» **Text section**
--

LIPID AND LIPOPROTEIN LEVELS IN HIV-INFECTED ADULTS WITH SEPSIS COMPARED TO HEALTHY HIV- INFECTED CONTROLS: Reduced lipoptorein levels in septic HIV infected adults
- Lipid, Lipoprotein, HIV- infected, sepsis, infection.
Copyright (c) 2020 Faheem Seedat, Frederick Raal, Neil Martinson, Ebrahim Variava
This work is licensed under a Creative Commons Attribution 4.0 International License.
Background: In acute sepsis, reduced lipid and lipoprotein levels occur in HIV negative patients, in particular, low high-density lipoprotein cholesterol (HDL–c) levels are inversely correlated with sepsis severity and increased mortality. However, due to the limited data describing lipid and lipoprotein levels in septic HIV–infected individuals we aimed to investigate the changes in this subgroup.
Materials and Methods: A prospective cross–sectional observational study of HIV–infected patients comparing admitted HIV – infected patients with sepsis to healthy controls from the antiretroviral therapy (ART) clinic. Non fasting - lipograms, ART use, diagnosis of tuberculosis (TB), markers of infection, renal function and mortality outcome to 3 months post discharge were reviewed.

--

» **Entries provided**
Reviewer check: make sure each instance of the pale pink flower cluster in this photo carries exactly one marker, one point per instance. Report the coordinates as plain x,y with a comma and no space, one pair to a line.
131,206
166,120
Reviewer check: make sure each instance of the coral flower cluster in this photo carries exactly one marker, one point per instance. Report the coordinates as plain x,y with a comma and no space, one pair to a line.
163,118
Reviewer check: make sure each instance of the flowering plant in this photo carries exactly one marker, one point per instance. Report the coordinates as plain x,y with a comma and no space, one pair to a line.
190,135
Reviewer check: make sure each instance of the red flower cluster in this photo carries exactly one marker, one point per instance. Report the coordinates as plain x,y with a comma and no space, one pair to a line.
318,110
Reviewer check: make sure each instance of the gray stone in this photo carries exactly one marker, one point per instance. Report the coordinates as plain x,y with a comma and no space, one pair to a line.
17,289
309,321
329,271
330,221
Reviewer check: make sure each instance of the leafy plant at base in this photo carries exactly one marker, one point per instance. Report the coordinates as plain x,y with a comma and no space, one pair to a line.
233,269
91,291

--

» **Tasks to carry out**
(a) In the abstract on lipid levels in septic HIV-infected adults, where were the healthy controls drawn from?
(b) Pick up the abstract on lipid and lipoprotein levels in septic HIV-infected adults after its final sentence and continue it.

» **Expected outputs**
(a) They came from the antiretroviral therapy (ART) clinic.

(b)
Results: Total cholesterol (TC), low–density lipoprotein (LDL–c) and HDL-c were all significantly lower in the sepsis group (p < 0.001). HDL–c was significantly associated with a higher white cell count (p = 0.018), higher C– reactive protein (p = 0.036) and low serum albumin (p < 0.001). In those with active TB (55%) HDL–c was reduced even further (0.55 vs. 0.72mmol/L, p = 0.013). Acute kidney injury (p = 0.560) and mortality at discharge (p = 0.097) or 3 months follow up (p = 0.953) was not associated with reduced HDL–c.
Conclusion: Septic HIV–infected patients had significantly reduced lipid and lipoprotein levels at admission. Of note however, a low HDL–c was associated with markers of infection and reductions in HDL–c was more marked in those with active TB.